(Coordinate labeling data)
----
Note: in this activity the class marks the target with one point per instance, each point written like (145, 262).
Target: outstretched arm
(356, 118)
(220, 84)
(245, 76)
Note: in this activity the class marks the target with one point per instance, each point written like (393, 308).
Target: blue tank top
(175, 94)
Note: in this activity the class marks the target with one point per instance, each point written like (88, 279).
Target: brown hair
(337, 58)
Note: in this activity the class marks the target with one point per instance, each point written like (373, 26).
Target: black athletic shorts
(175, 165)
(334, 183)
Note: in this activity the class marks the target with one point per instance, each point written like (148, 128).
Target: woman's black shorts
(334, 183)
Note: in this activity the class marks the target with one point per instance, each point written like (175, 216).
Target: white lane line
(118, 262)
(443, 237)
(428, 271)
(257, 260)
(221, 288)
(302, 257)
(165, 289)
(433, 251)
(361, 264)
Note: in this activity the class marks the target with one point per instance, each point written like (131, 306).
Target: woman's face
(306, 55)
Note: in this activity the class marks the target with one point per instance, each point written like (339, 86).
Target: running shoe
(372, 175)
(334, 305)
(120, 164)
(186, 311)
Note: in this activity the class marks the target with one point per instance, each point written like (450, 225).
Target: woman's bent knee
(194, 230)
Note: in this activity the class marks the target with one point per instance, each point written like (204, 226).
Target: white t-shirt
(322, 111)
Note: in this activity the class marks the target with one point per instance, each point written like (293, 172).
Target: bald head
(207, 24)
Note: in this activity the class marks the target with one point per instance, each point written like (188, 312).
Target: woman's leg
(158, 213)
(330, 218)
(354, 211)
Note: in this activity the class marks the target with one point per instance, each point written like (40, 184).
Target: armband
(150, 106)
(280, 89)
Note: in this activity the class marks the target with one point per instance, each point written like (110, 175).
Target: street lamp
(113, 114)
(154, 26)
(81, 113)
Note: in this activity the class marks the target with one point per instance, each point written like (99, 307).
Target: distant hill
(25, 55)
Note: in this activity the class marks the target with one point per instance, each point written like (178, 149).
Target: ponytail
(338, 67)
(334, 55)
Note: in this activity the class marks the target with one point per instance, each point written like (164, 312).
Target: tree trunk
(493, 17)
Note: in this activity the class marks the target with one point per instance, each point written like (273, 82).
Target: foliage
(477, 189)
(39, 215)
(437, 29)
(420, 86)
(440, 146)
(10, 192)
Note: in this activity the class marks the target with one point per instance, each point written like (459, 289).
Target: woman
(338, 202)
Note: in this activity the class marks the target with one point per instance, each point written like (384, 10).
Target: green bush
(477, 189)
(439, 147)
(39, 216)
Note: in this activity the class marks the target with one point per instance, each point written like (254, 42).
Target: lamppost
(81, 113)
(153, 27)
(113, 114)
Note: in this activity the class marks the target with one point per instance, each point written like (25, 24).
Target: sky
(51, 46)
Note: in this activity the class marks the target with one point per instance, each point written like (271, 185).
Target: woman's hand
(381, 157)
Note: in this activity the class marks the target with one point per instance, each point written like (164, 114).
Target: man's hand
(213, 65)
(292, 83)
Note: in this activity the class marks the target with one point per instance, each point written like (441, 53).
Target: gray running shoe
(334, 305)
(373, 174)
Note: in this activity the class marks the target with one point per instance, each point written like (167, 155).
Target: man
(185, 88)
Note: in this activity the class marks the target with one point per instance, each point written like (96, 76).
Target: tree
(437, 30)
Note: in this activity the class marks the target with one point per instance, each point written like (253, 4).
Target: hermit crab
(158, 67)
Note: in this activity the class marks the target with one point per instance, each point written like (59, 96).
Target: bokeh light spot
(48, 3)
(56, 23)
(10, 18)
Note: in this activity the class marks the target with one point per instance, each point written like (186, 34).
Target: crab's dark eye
----
The task: Please output the complete data exactly.

Exercise solution:
Note: in this activity the class marks the target with one point per instance, each point written like (145, 262).
Target: outstretched arm
(356, 118)
(220, 84)
(245, 76)
Note: in this activity the class marks the target with one point per instance, each point written like (393, 308).
Target: blue tank top
(175, 94)
Note: in this activity the class marks the target with one point per instance, each point written like (88, 279).
Target: brown hair
(337, 58)
Note: in this activity the class marks the target with one point per instance, each point written like (373, 26).
Target: black athletic shorts
(175, 165)
(334, 183)
Note: in this activity the class marks the target with one point per instance, each point written like (148, 128).
Target: woman's black shorts
(334, 183)
Note: in this activity the class marks the target with one point per instance, each point written like (175, 216).
Target: white lane line
(118, 262)
(443, 237)
(428, 271)
(257, 260)
(221, 288)
(302, 257)
(165, 289)
(433, 251)
(361, 264)
Note: in this activity the class marks the target with one point per instance, each point written like (131, 306).
Target: woman's face
(306, 55)
Note: in this activity the class marks the target with one point per instance, each point written like (339, 86).
Target: running shoe
(372, 175)
(334, 305)
(120, 164)
(186, 311)
Note: in this activity the class marks the target with one point per instance, each point written like (450, 225).
Target: woman's bent knee
(194, 230)
Note: in this activity the class marks the target with one point per instance, each point written like (204, 226).
Target: white t-shirt
(322, 111)
Note: in this activity the class marks the target with one point per instance, each point written like (293, 172).
Target: bald head
(207, 24)
Note: in this activity the class marks the target with one point per instance, each point written like (188, 312).
Target: woman's leg
(158, 213)
(330, 218)
(354, 211)
Note: in this activity the class marks the target with one point per instance, each point written like (40, 184).
Target: armband
(150, 106)
(280, 89)
Note: in this activity the class marks the target with one point per instance, each point written like (110, 175).
Target: street lamp
(113, 114)
(154, 26)
(81, 113)
Note: in this activity the class marks the target with one point per instance, each point written like (99, 307).
Target: distant hill
(25, 55)
Note: in this activity the class marks the target with one point per instance, each point written like (178, 149).
Target: ponytail
(338, 67)
(334, 55)
Note: in this activity the class marks the target with one point per instance, each point written like (164, 312).
Target: tree trunk
(493, 17)
Note: in this activity the class marks the target with one point per instance, each point written like (273, 82).
Target: foliage
(477, 189)
(39, 215)
(437, 29)
(420, 86)
(440, 146)
(10, 192)
Note: in this activity the class marks the target with one point per instance, each point written like (459, 289).
Target: woman
(338, 202)
Note: in this activity the class marks the target with one point per instance, each point written like (384, 10).
Target: green bush
(477, 189)
(439, 147)
(39, 216)
Note: in this activity the class marks the target with one point per instance, each point written like (254, 42).
Target: lamppost
(81, 113)
(153, 27)
(113, 114)
Note: in this activity the class marks the target with one point per instance, each point written like (25, 24).
Target: sky
(51, 46)
Note: in this activity the class marks the target with one point per instance, each point written like (271, 185).
Target: woman's hand
(381, 157)
Note: in this activity the class marks the target with one point per instance, each point written like (164, 114).
Target: man's hand
(213, 65)
(292, 83)
Note: in this activity the class marks the target with one point per instance, each point written like (441, 53).
Target: gray running shoe
(334, 305)
(373, 174)
Note: in this activity the class marks the target with one point per instance, each point written like (167, 155).
Target: man
(185, 88)
Note: in this activity the class marks the target with one point per instance, each point written like (96, 76).
Target: tree
(437, 30)
Note: in this activity the class marks the target with one point per instance, each point written like (253, 4).
Target: hermit crab
(158, 67)
Note: in this activity the class marks the target with one point per instance, each point written like (59, 96).
Target: bokeh light spot
(48, 3)
(56, 23)
(10, 18)
Note: in this activity the class marks the target with one point per instance, each point written like (186, 34).
Target: crab's dark eye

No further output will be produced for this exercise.